┌─ RECORD EXCERPTS

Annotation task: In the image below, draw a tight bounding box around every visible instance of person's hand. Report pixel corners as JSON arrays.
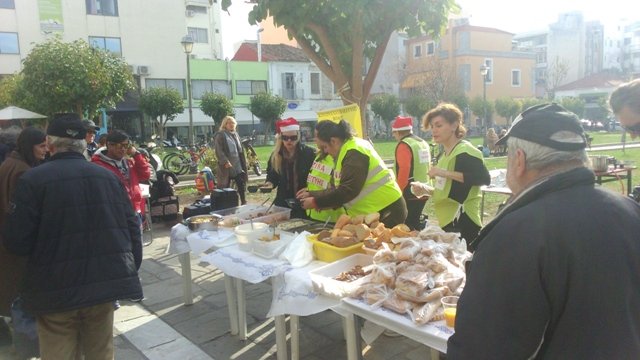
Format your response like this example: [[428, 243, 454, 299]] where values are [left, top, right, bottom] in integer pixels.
[[411, 181, 434, 199], [296, 188, 309, 199], [300, 197, 315, 210], [428, 166, 444, 179]]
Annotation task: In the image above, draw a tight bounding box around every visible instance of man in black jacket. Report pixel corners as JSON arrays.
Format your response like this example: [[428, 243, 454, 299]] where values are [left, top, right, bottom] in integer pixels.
[[447, 104, 640, 360], [4, 114, 142, 359]]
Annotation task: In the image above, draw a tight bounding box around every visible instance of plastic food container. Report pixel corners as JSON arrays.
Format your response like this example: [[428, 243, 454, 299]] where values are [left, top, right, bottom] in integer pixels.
[[233, 222, 271, 251], [252, 228, 294, 259], [307, 234, 362, 262], [309, 254, 373, 299], [211, 205, 291, 227]]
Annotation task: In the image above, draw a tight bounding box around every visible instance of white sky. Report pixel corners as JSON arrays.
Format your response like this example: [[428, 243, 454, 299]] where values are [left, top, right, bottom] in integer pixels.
[[221, 0, 640, 58]]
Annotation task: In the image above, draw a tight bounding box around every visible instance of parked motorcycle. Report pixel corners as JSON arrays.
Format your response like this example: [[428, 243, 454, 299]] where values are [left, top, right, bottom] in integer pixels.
[[241, 131, 262, 176]]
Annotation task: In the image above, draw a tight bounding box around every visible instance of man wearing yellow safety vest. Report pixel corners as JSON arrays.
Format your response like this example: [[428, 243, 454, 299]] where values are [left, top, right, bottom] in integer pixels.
[[307, 134, 345, 222], [391, 116, 431, 230], [297, 120, 407, 228]]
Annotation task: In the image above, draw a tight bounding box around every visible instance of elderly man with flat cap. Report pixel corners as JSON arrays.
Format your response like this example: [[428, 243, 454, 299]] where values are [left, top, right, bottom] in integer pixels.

└─

* **TO DO**:
Please format all of the records above as a numbered list, one line per item, skipping any blank lines and leaving out the picture.

* **TASK OUTPUT**:
1. Annotation task: In the image below, draw a tight bounding box around every visible instance of person's hand. Report pixel corners as JSON arrays.
2. Format your response like this example: [[428, 243, 454, 299]] where values are [left, top, right, bottom] in integer pixels.
3. [[411, 181, 434, 199], [296, 188, 309, 199], [300, 197, 315, 210], [428, 166, 444, 179]]
4. Annotation task: In the image above, draw a tight bounding box around every visible instance of man in black jacket. Report pixel corners as JSON arrays.
5. Format your response like this example: [[428, 243, 454, 299]] where values are [left, top, right, bottom] in integer pixels.
6. [[447, 104, 640, 360], [4, 114, 142, 359]]
7. Annotation task: In the image above, draw a tight bounding box around every visible instance of plastic food container. Report pixel corners as JSON arrays.
8. Format your response like this example: [[428, 243, 454, 299]] where values are [left, top, right, bottom] in integer pixels.
9. [[233, 222, 271, 251], [252, 228, 294, 259], [307, 234, 362, 262], [309, 254, 373, 299], [211, 205, 291, 227]]
10. Annotation task: In the image above, draw a tight bounding box around every visible instance of white sky. Report pixel corners as JSON arrays.
11. Format your response like this example: [[428, 243, 454, 299]] where values are [left, top, right, bottom] in integer pixels.
12. [[221, 0, 640, 58]]
13. Annotation task: In the image above, draw a tight bounding box around every visible instance of parked motorcycle. Report pixel corners as JSON arrays.
14. Format your response like this example: [[428, 243, 454, 299]] where values are [left, top, right, bottom] in integer pixels.
15. [[241, 131, 262, 176]]
16. Annotation task: In the image above, draw a tight bounding box around every visible instance of man wearing yellow safety vest. Report pixel corners as JSON arrays.
17. Format your response like this example: [[428, 243, 454, 299]] where values are [left, top, right, bottom] in integer pixels.
18. [[307, 134, 345, 222], [391, 116, 431, 230], [297, 120, 407, 228]]
19. Annotation task: In the image above, draw a tight bounding box around every visible instance of elderly man with flat cap. Report pixel corners as JSON arrays.
20. Format your response like this example: [[428, 243, 454, 299]] where values are [left, top, right, bottom] in integer pixels.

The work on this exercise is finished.